-- Problem to work on --
Look through the data below and show every line that includes "street".

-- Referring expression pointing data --
☆ ☆ ☆ ☆ ☆ ☆ ☆
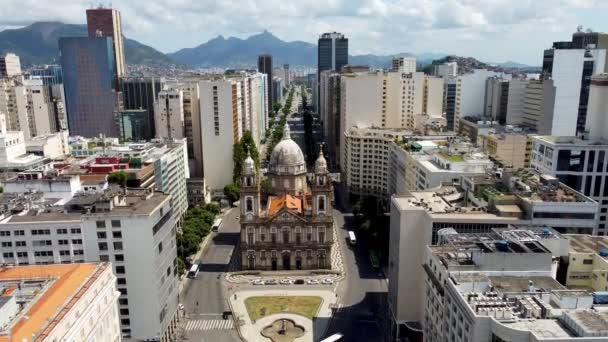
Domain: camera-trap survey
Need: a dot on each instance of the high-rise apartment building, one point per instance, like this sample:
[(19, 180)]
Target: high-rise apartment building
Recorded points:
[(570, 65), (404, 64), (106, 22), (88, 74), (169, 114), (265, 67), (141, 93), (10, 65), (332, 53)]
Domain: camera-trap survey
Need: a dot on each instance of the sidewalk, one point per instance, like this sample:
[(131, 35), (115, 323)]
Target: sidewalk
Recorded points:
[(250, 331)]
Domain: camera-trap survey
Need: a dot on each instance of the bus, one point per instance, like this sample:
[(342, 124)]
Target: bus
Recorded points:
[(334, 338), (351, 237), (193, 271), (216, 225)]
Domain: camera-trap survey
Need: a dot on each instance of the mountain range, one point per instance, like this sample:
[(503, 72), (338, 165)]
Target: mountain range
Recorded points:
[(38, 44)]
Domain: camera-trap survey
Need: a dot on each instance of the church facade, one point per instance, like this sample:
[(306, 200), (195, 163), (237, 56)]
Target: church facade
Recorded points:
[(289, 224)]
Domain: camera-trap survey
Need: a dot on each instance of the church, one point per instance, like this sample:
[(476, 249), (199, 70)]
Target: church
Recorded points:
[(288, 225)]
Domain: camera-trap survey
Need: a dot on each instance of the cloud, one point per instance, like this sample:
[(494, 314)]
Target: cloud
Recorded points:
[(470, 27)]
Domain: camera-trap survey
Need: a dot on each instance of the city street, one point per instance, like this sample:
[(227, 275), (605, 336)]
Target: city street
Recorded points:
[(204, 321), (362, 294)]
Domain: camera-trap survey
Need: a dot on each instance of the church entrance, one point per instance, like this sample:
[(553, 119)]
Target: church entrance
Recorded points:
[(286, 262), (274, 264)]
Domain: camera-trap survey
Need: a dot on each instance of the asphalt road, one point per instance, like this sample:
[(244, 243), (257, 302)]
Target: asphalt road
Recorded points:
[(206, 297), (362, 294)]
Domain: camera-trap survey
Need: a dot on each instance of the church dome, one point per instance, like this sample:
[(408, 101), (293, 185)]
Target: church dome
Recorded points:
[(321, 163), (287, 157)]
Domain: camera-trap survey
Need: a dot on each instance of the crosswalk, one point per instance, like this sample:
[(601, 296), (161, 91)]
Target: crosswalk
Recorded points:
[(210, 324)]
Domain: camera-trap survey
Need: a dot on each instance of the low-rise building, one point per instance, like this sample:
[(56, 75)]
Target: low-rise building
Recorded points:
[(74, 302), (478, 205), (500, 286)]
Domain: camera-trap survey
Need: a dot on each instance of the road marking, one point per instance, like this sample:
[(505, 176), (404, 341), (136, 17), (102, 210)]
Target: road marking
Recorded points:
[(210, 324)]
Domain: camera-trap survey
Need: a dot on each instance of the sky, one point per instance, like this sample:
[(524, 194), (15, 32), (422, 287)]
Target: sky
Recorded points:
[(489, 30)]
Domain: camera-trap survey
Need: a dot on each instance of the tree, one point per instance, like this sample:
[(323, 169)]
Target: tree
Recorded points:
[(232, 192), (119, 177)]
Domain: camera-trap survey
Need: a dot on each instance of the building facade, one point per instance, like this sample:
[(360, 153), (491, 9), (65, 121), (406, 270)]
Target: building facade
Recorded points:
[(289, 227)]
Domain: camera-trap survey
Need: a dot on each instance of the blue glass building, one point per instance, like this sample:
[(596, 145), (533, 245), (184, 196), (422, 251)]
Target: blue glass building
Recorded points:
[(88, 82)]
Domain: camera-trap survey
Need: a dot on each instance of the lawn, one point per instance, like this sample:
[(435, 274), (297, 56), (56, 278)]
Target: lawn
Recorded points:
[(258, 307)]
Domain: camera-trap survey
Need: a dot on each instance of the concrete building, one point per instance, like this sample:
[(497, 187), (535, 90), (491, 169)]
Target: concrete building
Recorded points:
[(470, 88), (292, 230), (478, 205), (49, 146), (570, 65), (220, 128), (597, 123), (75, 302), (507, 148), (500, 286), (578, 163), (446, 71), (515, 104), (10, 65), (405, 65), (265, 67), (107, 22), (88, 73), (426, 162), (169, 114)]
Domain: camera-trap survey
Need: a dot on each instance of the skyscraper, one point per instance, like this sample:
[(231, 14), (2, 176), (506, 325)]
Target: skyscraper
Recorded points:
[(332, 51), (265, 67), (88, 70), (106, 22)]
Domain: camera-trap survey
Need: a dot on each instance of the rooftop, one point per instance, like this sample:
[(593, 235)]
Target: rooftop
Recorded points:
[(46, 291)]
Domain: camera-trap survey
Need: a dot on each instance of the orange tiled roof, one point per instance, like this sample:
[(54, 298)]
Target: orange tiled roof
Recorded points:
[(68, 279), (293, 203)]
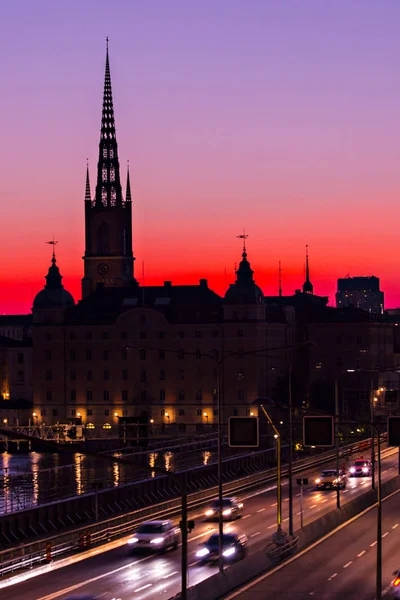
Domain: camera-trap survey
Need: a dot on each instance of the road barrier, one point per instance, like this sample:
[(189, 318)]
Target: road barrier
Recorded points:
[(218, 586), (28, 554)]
☆ ☆ ☆ ☆ ☆ ☆ ☆
-- Answer to the problem --
Need: a dot on each instance of the city street, one point per instance, like this sample:
Target: city street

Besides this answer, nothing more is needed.